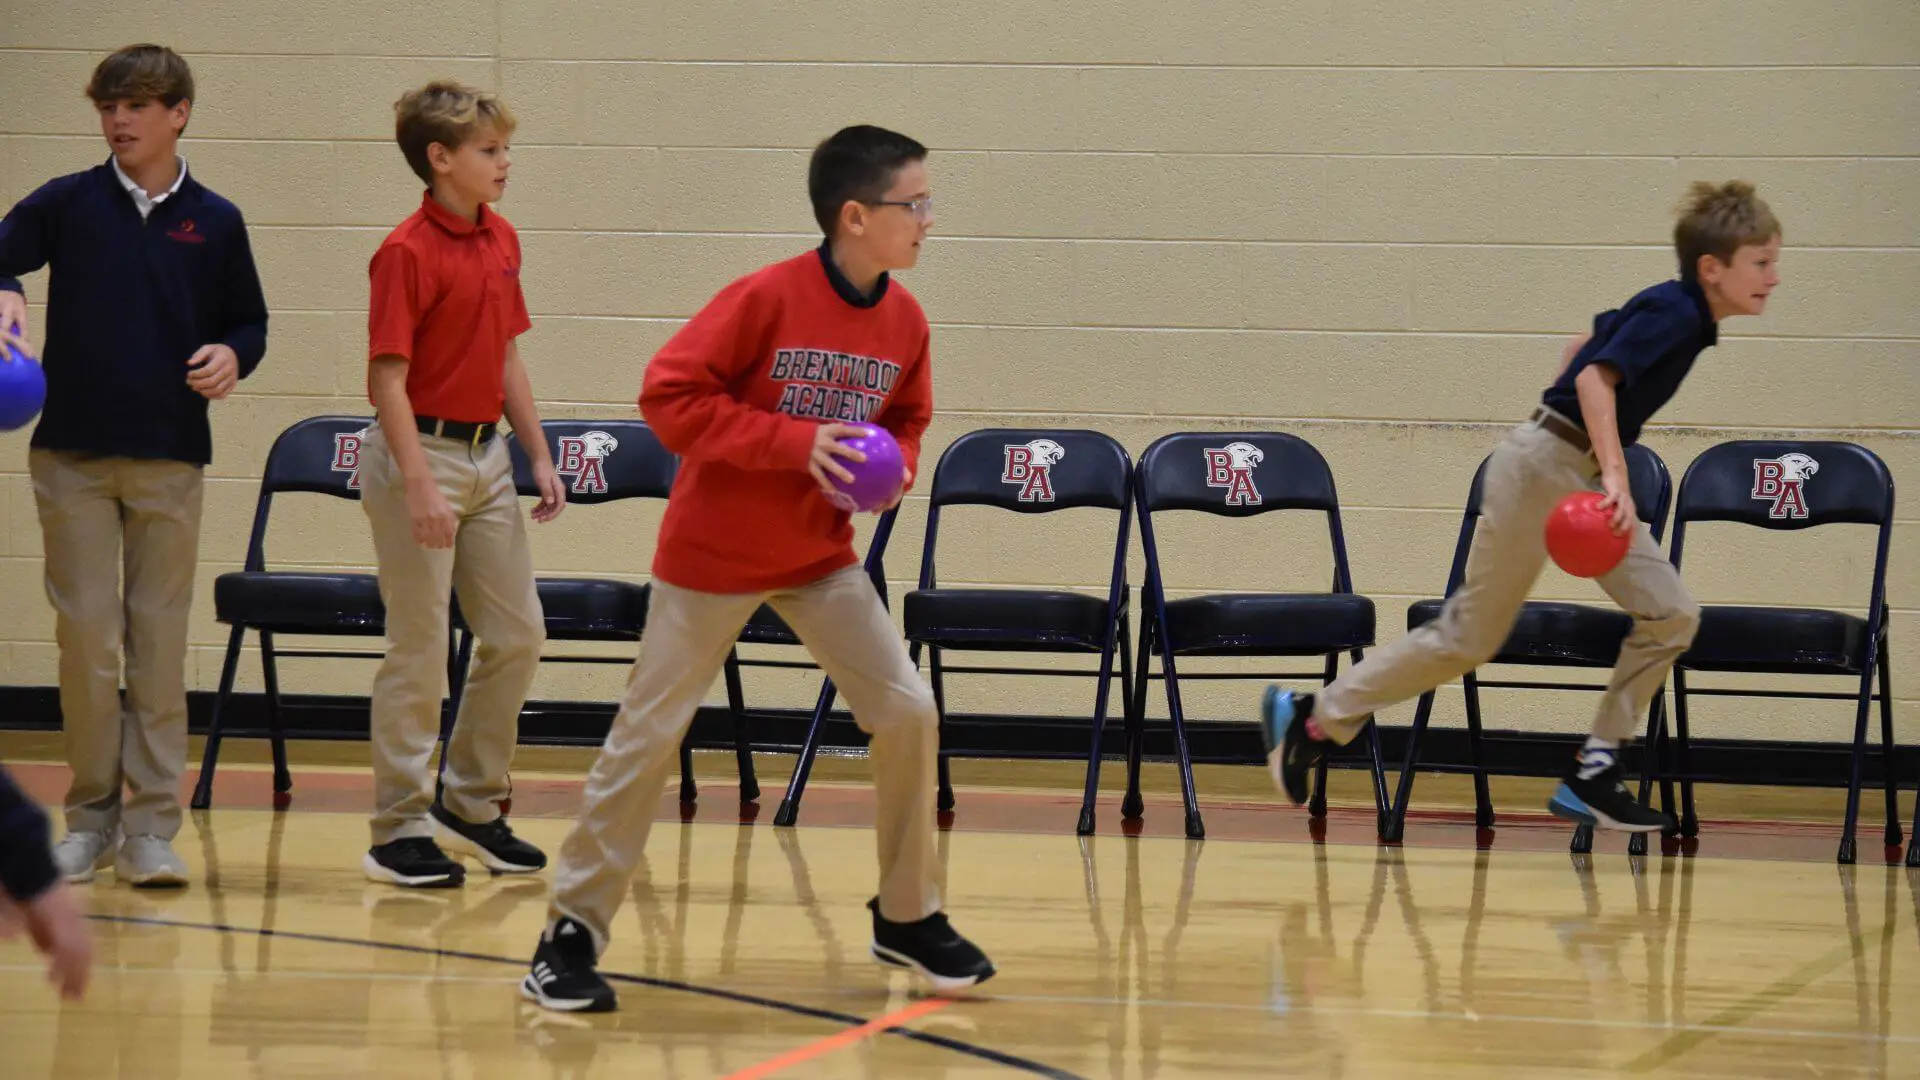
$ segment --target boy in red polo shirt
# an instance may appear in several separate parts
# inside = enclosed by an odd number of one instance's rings
[[[941,912],[934,846],[933,694],[853,553],[829,500],[838,441],[886,428],[911,482],[933,415],[927,317],[888,271],[911,267],[933,223],[927,149],[850,127],[814,150],[808,191],[818,250],[741,278],[648,365],[640,410],[684,465],[653,563],[640,657],[585,810],[560,849],[548,925],[521,993],[560,1011],[605,1012],[596,967],[647,844],[680,739],[741,627],[762,602],[799,633],[873,735],[880,894],[873,955],[972,986],[993,965]]]
[[[534,520],[551,521],[566,494],[514,343],[531,326],[520,240],[487,205],[506,192],[513,115],[494,95],[449,82],[408,93],[394,111],[400,149],[428,190],[371,267],[367,387],[379,423],[367,432],[360,484],[380,561],[387,655],[373,684],[377,805],[363,865],[374,881],[448,887],[465,880],[448,851],[495,873],[547,863],[499,808],[546,640],[499,438],[503,409],[528,436],[541,491]],[[428,764],[450,590],[479,647],[435,799]]]

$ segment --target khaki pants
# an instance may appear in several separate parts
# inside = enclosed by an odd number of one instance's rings
[[[420,436],[440,491],[459,515],[451,548],[413,539],[406,486],[378,426],[367,432],[360,459],[361,505],[373,525],[380,563],[380,599],[387,609],[387,656],[373,682],[373,842],[430,836],[430,764],[440,733],[447,685],[449,596],[477,644],[447,740],[448,810],[484,824],[500,816],[507,769],[546,642],[533,584],[526,520],[513,489],[505,441],[469,446]]]
[[[172,839],[187,759],[201,470],[60,450],[34,450],[27,460],[60,645],[61,727],[73,770],[67,828],[119,826],[129,836]]]
[[[881,914],[911,922],[940,910],[945,872],[933,823],[939,717],[866,571],[850,566],[770,594],[701,593],[656,580],[640,657],[554,872],[551,917],[578,919],[602,950],[646,850],[680,740],[763,602],[800,635],[873,736]]]
[[[1568,494],[1599,490],[1599,477],[1599,466],[1585,451],[1533,421],[1516,428],[1487,462],[1466,579],[1438,618],[1370,653],[1321,693],[1314,708],[1321,729],[1349,742],[1374,712],[1491,659],[1546,563],[1547,516]],[[1693,643],[1700,606],[1645,524],[1635,528],[1620,565],[1599,582],[1633,616],[1633,629],[1620,646],[1593,733],[1624,744],[1639,729],[1674,660]]]

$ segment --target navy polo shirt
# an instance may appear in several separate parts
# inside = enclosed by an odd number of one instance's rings
[[[33,445],[205,465],[207,399],[187,361],[224,344],[246,378],[267,351],[267,302],[232,203],[192,175],[142,220],[113,163],[57,177],[0,221],[0,289],[42,266],[47,403]]]
[[[1614,415],[1620,445],[1632,446],[1640,439],[1640,429],[1680,389],[1701,350],[1719,340],[1719,324],[1699,283],[1663,281],[1642,290],[1625,307],[1595,315],[1592,339],[1574,354],[1540,402],[1584,430],[1587,422],[1574,379],[1594,364],[1605,364],[1620,373]]]

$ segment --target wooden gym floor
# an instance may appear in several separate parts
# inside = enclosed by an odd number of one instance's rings
[[[957,762],[950,910],[1001,973],[948,1002],[867,960],[865,763],[823,760],[779,829],[790,758],[761,759],[743,822],[730,755],[701,755],[698,808],[662,805],[604,960],[622,1010],[581,1018],[515,992],[544,876],[369,883],[364,745],[296,744],[282,813],[262,749],[232,744],[182,830],[192,887],[80,887],[84,1003],[0,945],[0,1077],[1920,1076],[1916,881],[1874,800],[1860,864],[1833,864],[1839,792],[1702,788],[1697,851],[1630,859],[1606,835],[1569,855],[1529,781],[1495,781],[1487,837],[1463,785],[1423,776],[1386,848],[1357,775],[1316,840],[1261,771],[1204,769],[1209,838],[1188,841],[1150,768],[1142,835],[1113,793],[1082,840],[1072,767]],[[0,758],[57,805],[55,743],[0,737]],[[588,759],[516,764],[517,827],[549,851]]]

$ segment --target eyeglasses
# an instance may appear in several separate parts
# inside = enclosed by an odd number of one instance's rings
[[[904,202],[898,199],[874,199],[868,206],[904,206],[913,215],[915,221],[926,221],[933,217],[933,196],[927,195]]]

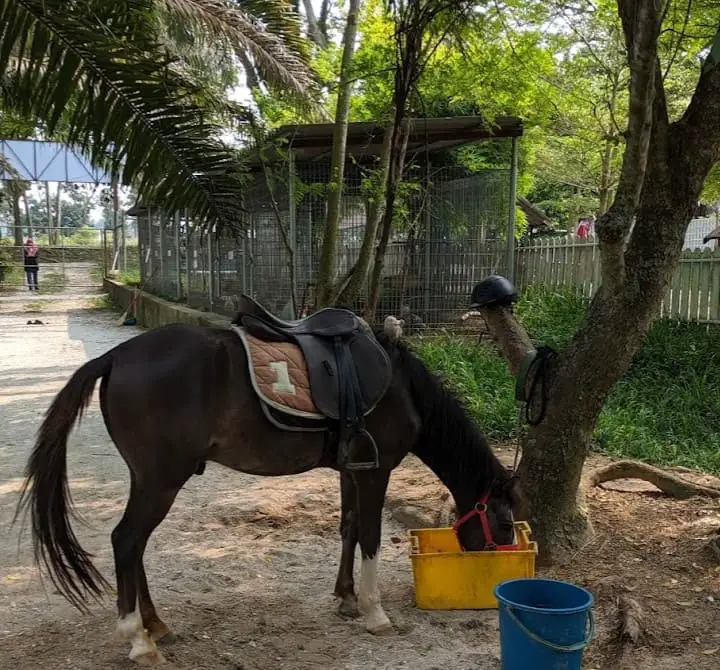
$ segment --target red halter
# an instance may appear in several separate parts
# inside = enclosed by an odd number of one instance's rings
[[[490,492],[488,491],[482,497],[480,502],[475,503],[475,506],[467,514],[461,516],[455,522],[455,525],[453,526],[455,534],[457,535],[458,530],[464,523],[468,522],[474,516],[479,516],[480,523],[482,524],[483,535],[485,536],[485,546],[482,548],[481,551],[517,551],[518,549],[520,549],[519,544],[495,544],[495,540],[493,540],[492,536],[492,531],[490,530],[490,522],[488,521],[487,515],[487,502],[489,497]],[[458,540],[459,539],[460,538],[458,538]]]

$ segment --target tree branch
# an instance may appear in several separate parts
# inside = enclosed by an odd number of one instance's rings
[[[673,126],[671,137],[683,151],[683,169],[694,181],[705,181],[720,159],[720,26],[695,93],[682,118]]]
[[[634,279],[627,287],[634,295],[628,297],[635,303],[665,292],[670,280],[665,268],[679,257],[705,179],[720,158],[720,123],[713,112],[720,106],[720,63],[703,69],[685,114],[672,126],[658,124],[658,118],[667,119],[661,82],[658,89],[652,170],[645,183],[650,195],[643,196],[644,215],[638,216],[625,253]]]
[[[617,292],[625,277],[623,247],[645,179],[653,127],[653,101],[658,91],[657,40],[661,20],[658,0],[618,0],[618,9],[627,43],[631,78],[627,145],[617,194],[597,225],[602,287],[609,294]]]

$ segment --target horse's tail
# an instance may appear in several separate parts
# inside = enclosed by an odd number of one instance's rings
[[[83,365],[55,396],[38,431],[26,468],[15,519],[30,508],[35,561],[47,568],[58,591],[85,610],[88,595],[99,598],[107,581],[92,564],[70,527],[67,438],[92,399],[95,383],[112,368],[107,353]]]

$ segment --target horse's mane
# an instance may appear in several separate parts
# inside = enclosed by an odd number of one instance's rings
[[[412,452],[443,480],[453,471],[473,473],[484,489],[507,480],[508,471],[457,395],[402,341],[391,342],[379,330],[375,334],[406,378],[421,417],[420,438]]]

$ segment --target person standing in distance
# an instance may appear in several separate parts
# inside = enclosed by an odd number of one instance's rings
[[[23,265],[25,267],[25,276],[27,277],[28,290],[35,289],[38,291],[38,252],[40,247],[33,241],[32,237],[28,237],[23,246]]]

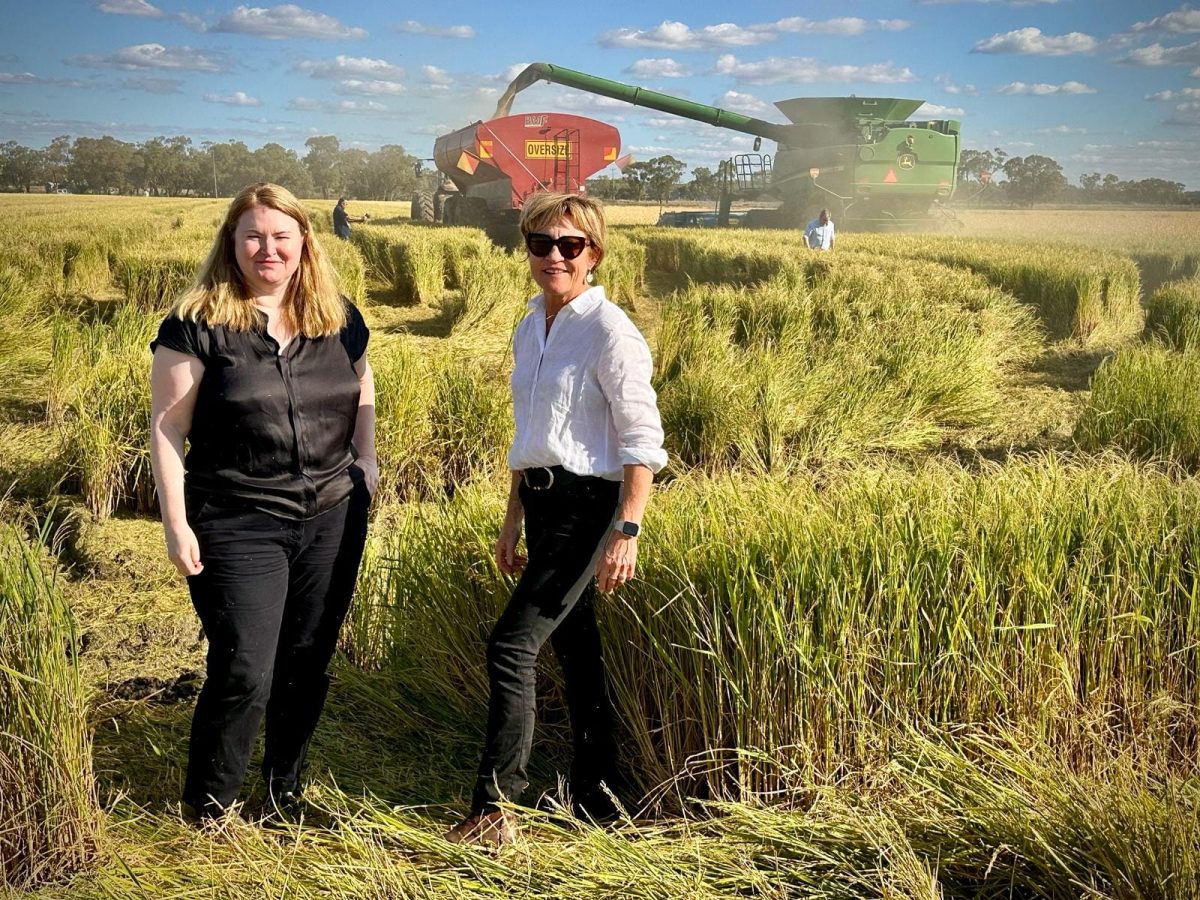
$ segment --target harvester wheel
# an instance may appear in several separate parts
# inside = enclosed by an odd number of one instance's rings
[[[428,191],[417,191],[412,196],[412,212],[414,222],[433,222],[433,195]]]

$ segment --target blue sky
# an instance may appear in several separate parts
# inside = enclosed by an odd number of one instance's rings
[[[1200,7],[1117,0],[693,0],[238,6],[4,0],[0,141],[306,138],[402,144],[488,118],[551,62],[783,121],[776,100],[924,99],[964,146],[1200,189]],[[514,112],[576,112],[637,159],[716,165],[750,138],[537,85]],[[920,114],[919,114],[920,115]],[[769,146],[769,145],[768,145]]]

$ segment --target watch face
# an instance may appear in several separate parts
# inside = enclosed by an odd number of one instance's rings
[[[637,522],[621,523],[621,534],[626,534],[629,537],[637,537],[639,531],[641,531],[641,528],[638,526]]]

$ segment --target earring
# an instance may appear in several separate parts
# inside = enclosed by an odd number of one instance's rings
[[[596,280],[596,276],[592,274],[591,269],[588,269],[587,275],[584,276],[584,281],[586,281],[588,284],[591,284],[595,280]]]

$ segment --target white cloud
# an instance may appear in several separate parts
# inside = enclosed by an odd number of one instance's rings
[[[1034,134],[1087,134],[1086,128],[1077,128],[1074,125],[1055,125],[1053,128],[1039,128]]]
[[[262,102],[256,97],[251,97],[245,91],[234,91],[228,96],[221,94],[205,94],[205,103],[223,103],[226,106],[262,106]]]
[[[437,66],[421,66],[421,75],[424,76],[426,84],[434,87],[448,88],[454,83],[454,76]]]
[[[333,59],[306,59],[296,64],[298,72],[313,78],[332,78],[342,81],[347,78],[382,79],[403,81],[404,69],[386,59],[371,59],[368,56],[335,56]]]
[[[183,79],[155,78],[153,75],[131,75],[121,79],[121,86],[148,94],[181,94]]]
[[[165,47],[162,44],[135,44],[108,56],[87,54],[66,60],[77,66],[99,69],[175,69],[188,72],[220,72],[218,57],[192,47]]]
[[[1062,84],[1026,84],[1024,81],[1011,81],[1004,87],[997,88],[998,94],[1029,94],[1034,97],[1046,97],[1050,94],[1094,94],[1096,89],[1088,87],[1081,81],[1064,81]]]
[[[924,103],[913,113],[914,119],[945,119],[965,116],[967,111],[961,106],[942,106],[940,103]]]
[[[146,0],[100,0],[96,9],[114,16],[145,16],[157,19],[165,15],[161,9],[147,3]]]
[[[1200,41],[1179,47],[1150,44],[1148,47],[1131,50],[1122,62],[1133,63],[1135,66],[1194,66],[1200,63]]]
[[[505,87],[508,87],[509,82],[528,69],[530,65],[532,64],[527,62],[513,63],[503,72],[497,72],[495,75],[485,75],[483,80],[490,81],[492,84],[502,84]]]
[[[1174,100],[1177,97],[1200,98],[1200,88],[1182,88],[1178,91],[1159,91],[1156,94],[1147,94],[1147,100]]]
[[[704,25],[692,28],[683,22],[664,21],[653,28],[614,28],[597,39],[602,47],[656,48],[665,50],[706,50],[721,47],[753,47],[767,44],[781,34],[828,34],[853,37],[871,30],[901,31],[912,23],[905,19],[862,19],[845,16],[835,19],[808,19],[788,16],[774,22],[755,25]]]
[[[933,83],[940,87],[947,94],[969,94],[974,97],[979,93],[979,89],[973,84],[956,84],[950,80],[949,75],[938,75],[933,79]]]
[[[334,115],[379,115],[389,112],[388,107],[378,100],[314,100],[311,97],[293,97],[288,109],[301,112],[325,112]]]
[[[1059,3],[1061,0],[917,0],[925,6],[950,3],[1006,3],[1009,6],[1036,6],[1039,3]]]
[[[639,59],[626,67],[626,74],[638,78],[687,78],[692,74],[687,66],[680,65],[670,57],[661,59]]]
[[[1137,22],[1130,31],[1168,31],[1172,34],[1195,34],[1200,31],[1200,9],[1184,6],[1174,12],[1157,16],[1148,22]]]
[[[837,19],[815,20],[804,16],[789,16],[776,22],[764,25],[751,25],[750,29],[765,34],[783,32],[786,34],[832,34],[841,37],[854,37],[868,31],[903,31],[912,22],[907,19],[860,19],[857,16],[843,16]]]
[[[726,53],[717,59],[716,71],[730,75],[739,84],[779,84],[798,82],[858,81],[872,84],[895,84],[916,81],[912,70],[897,68],[891,63],[876,63],[869,66],[834,66],[820,62],[810,56],[770,56],[760,62],[740,63]]]
[[[0,84],[34,84],[41,81],[32,72],[0,72]]]
[[[460,40],[468,40],[475,37],[475,29],[470,25],[450,25],[442,28],[437,25],[426,25],[414,19],[401,22],[396,26],[396,30],[403,34],[427,34],[431,37],[458,38]]]
[[[692,30],[682,22],[663,22],[654,28],[615,28],[599,37],[602,47],[660,47],[673,50],[698,50],[710,47],[750,47],[773,41],[767,32],[752,31],[739,25],[705,25]]]
[[[361,94],[367,97],[394,97],[406,90],[407,88],[398,81],[380,79],[364,81],[360,78],[347,78],[333,86],[335,94]]]
[[[732,109],[747,116],[762,116],[774,108],[764,100],[759,100],[753,94],[743,94],[740,91],[726,91],[717,98],[714,106]]]
[[[1099,42],[1090,34],[1072,31],[1070,34],[1043,34],[1040,28],[1018,28],[1004,34],[993,34],[971,48],[972,53],[1021,53],[1032,56],[1069,56],[1090,53]]]
[[[254,37],[279,40],[283,38],[316,38],[318,40],[348,40],[364,38],[362,28],[343,25],[333,16],[284,3],[281,6],[238,6],[221,17],[212,31],[249,34]]]

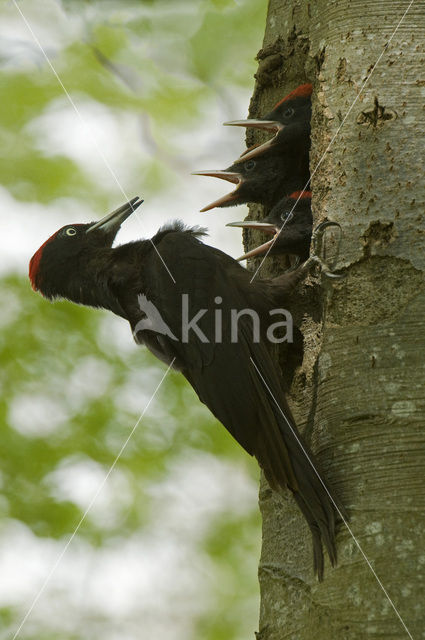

+ + + +

• Exercise prompt: Read through the lines above and collect those that contain the string "shirt".

• Task solution:
$ segment --target boy in red polo shirt
$ segment --target navy polo shirt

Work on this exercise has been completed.